Point localization data
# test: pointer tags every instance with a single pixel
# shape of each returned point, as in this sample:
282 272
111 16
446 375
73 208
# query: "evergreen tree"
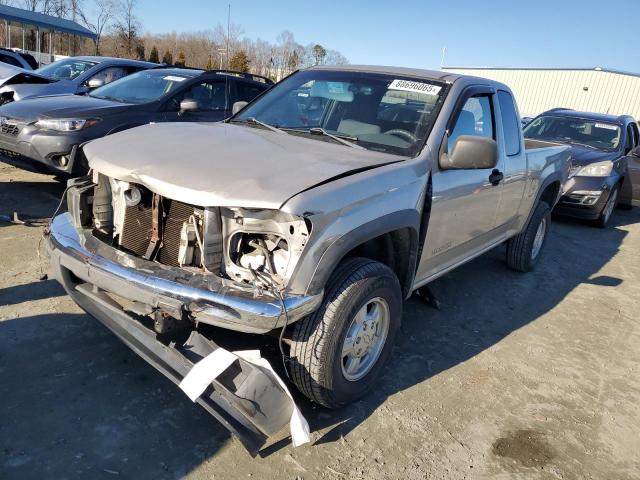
239 62
181 59
167 58
154 56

> **Problem**
I would like the data above transcribed exactly, with its pictures left out.

> **Response to this exercise**
# test: pointer tags every instance with a single pixel
# shape of each returned point, as in this sample:
282 272
111 16
446 375
73 208
# query: "evergreen tree"
239 62
181 59
167 58
154 56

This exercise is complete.